[GIVEN INFORMATION]
— BEGIN —
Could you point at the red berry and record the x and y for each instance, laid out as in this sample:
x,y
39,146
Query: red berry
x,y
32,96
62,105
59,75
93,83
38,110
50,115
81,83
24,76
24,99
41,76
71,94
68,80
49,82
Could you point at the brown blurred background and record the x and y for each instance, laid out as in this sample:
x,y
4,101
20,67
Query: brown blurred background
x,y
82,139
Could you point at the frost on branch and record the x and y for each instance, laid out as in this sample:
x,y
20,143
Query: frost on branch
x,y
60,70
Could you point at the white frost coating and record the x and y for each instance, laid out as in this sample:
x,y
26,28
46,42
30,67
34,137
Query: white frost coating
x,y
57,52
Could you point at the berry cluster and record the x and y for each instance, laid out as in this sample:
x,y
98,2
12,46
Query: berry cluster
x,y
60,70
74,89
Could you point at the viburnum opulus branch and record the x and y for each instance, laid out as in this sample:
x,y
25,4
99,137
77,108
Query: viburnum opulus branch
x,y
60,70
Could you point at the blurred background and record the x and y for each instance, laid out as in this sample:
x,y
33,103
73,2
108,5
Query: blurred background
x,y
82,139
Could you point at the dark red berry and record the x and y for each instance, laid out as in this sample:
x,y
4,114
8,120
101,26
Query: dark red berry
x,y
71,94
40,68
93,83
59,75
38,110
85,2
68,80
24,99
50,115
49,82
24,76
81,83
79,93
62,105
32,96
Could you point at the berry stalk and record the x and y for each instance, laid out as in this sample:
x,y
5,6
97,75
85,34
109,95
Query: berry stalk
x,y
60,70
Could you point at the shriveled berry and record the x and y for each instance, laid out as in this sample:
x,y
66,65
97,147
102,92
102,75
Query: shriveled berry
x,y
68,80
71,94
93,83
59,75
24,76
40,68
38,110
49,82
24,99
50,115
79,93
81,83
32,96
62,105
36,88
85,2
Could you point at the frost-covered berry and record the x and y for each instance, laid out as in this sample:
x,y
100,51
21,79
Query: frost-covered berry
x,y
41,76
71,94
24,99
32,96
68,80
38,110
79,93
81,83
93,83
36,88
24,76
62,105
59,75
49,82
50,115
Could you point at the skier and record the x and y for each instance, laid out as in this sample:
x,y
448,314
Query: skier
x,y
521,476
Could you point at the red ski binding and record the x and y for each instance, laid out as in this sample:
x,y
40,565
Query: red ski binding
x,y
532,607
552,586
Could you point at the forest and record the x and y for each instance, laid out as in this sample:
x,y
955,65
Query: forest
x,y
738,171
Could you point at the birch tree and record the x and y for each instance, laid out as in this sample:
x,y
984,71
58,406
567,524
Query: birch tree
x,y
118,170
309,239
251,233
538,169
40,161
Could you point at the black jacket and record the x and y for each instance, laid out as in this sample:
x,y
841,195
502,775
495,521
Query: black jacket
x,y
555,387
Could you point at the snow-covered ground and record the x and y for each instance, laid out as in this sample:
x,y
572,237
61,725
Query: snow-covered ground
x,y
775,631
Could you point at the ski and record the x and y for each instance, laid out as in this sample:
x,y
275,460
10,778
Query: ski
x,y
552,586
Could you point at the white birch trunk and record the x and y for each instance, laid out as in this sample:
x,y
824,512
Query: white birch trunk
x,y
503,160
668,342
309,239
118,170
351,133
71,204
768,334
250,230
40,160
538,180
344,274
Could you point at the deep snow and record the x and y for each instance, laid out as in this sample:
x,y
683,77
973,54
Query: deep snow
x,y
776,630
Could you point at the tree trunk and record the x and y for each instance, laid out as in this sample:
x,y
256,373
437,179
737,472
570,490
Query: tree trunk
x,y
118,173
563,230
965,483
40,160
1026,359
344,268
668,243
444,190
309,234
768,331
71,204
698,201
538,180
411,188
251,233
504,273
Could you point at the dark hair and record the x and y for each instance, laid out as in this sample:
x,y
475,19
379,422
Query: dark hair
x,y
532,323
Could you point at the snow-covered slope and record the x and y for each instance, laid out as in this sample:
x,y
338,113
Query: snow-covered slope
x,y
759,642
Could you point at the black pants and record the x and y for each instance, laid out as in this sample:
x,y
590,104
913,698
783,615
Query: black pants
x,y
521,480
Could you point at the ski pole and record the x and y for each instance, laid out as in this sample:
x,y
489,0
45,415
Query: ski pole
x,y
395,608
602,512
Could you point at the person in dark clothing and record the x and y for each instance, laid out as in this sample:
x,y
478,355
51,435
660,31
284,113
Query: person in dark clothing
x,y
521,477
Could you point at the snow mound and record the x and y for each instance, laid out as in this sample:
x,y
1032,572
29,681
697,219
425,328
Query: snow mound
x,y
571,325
— END —
[WHAT THE TASK ASKS]
Reproduce all data above, unchanged.

[FINAL RESULT]
Could you point at the red berry and record the x and y for each instance, laid out as in this sample:
x,y
39,146
Query: red berry
x,y
32,96
62,105
59,75
93,83
38,110
50,115
81,83
24,76
24,99
41,76
71,94
68,80
49,82
Could you point at the brown blurred background and record the x and y for each instance, laid out as in this sample:
x,y
4,101
20,67
Query: brown blurred background
x,y
82,139
Could you point at the frost on branch and record the x and y for each instance, laid out as in this sample:
x,y
20,143
Query: frost on branch
x,y
60,70
Could you point at the white frost coating and record the x and y for each instance, laid out as in this sample:
x,y
26,28
46,42
30,67
34,137
Query: white frost coating
x,y
57,52
Could you point at the berry cluster and record the x and y for each instance, laid out as in this sample:
x,y
98,2
12,46
Query: berry cluster
x,y
60,70
74,89
Could you point at the viburnum opulus branch and record the x and y for each instance, laid out as in this sample:
x,y
25,4
99,137
77,108
Query: viburnum opulus branch
x,y
60,70
Could you point at the blurred background and record the x and y for each instance, laid out as in this sample:
x,y
33,103
73,2
108,5
Query: blurred background
x,y
82,139
Could you point at the dark red berry and record the x and y for each instance, laid out as in this sample:
x,y
4,114
8,120
101,26
Query: dark red berry
x,y
71,94
40,68
93,83
59,75
38,110
85,2
68,80
24,99
50,115
49,82
24,76
81,83
79,93
62,105
32,96
Could you point at the berry stalk and record the x and y for each instance, laid out as in this sample:
x,y
5,6
97,75
85,34
109,95
Query: berry stalk
x,y
60,70
Could you point at the shriveled berry and record the x and y for each instance, laid out as in this sample:
x,y
66,65
97,147
102,92
102,75
Query: shriveled berry
x,y
68,80
71,94
93,83
59,75
24,76
40,68
38,110
49,82
24,99
50,115
79,93
81,83
32,96
62,105
36,88
85,2
Could you point at the frost-covered berry and record the x and y for each instance, laid out as in this sample:
x,y
100,51
21,79
Query: frost-covered berry
x,y
41,76
71,94
24,99
32,96
68,80
38,110
79,93
81,83
93,83
36,88
24,76
62,105
59,75
49,82
50,115
Could you point at the skier and record the x and y for each instance, laid out as in this sample:
x,y
448,314
Query: skier
x,y
521,476
Could you point at the red ski binding and record the x and y for each instance, laid out as in this sample:
x,y
40,565
Query: red ski binding
x,y
532,607
552,586
Could you point at the forest and record the x and y for each instance, laid out as in this sample:
x,y
955,65
Query: forest
x,y
738,171
Could you point at the birch tree and record the x and y for each instance, laid out as in this sample:
x,y
984,71
58,406
567,524
Query: birch tree
x,y
118,170
309,239
251,233
538,169
40,161
Could you point at the black jacket and record the x and y for each instance, laid out as in this sample:
x,y
841,195
502,775
495,521
Query: black jacket
x,y
555,387
Could you point at the snow-covered ground and record the x and y for each instance, laid out as in this sample:
x,y
572,237
61,725
Query: snow-covered ground
x,y
775,631
Could you point at the ski and record the x and y for each instance, laid out as in this sample:
x,y
275,460
10,778
Query: ski
x,y
552,586
Could you point at the white birch trunk and record the x and y for each instance, laid out as in this sample:
x,y
824,512
Query: white birch trunk
x,y
503,160
668,342
309,239
118,170
351,133
71,204
768,334
250,230
40,160
538,180
344,274
Could you point at the deep snow and record the x and y for each instance, laid out as in this sample:
x,y
683,77
973,54
Query: deep snow
x,y
776,630
Could you point at the tree trunk and record the x and y for each instance, laid out as in this sample:
x,y
256,373
437,179
737,472
570,490
Query: tree trunk
x,y
118,173
563,230
965,483
40,160
1026,359
344,268
668,243
444,190
309,234
768,331
71,204
698,201
538,180
411,188
251,233
504,273
Could you point at the dark hair and record the x and y for each instance, laid out as in this sample:
x,y
475,19
379,422
Query: dark hair
x,y
532,323
Could you point at the snow-covered slope and record the x and y for each instance, laid out as in this sample:
x,y
338,113
Query: snow-covered slope
x,y
759,642
Could you point at the black pants and record the x and y for each instance, laid out as in this sample:
x,y
590,104
913,698
783,615
Query: black pants
x,y
521,480
Could you point at the ski pole and record the x and y for each instance, laid out as in this sample:
x,y
489,0
45,415
Query: ski pole
x,y
395,608
602,512
Could you point at the person in dark clothing and record the x and y for each instance, laid out as in this sample:
x,y
478,355
51,435
660,31
284,113
Query: person in dark clothing
x,y
521,477
Could you point at the snow mound and record the x and y for each instance, laid out as in this sample:
x,y
1032,572
29,681
697,219
425,328
Query: snow mound
x,y
571,325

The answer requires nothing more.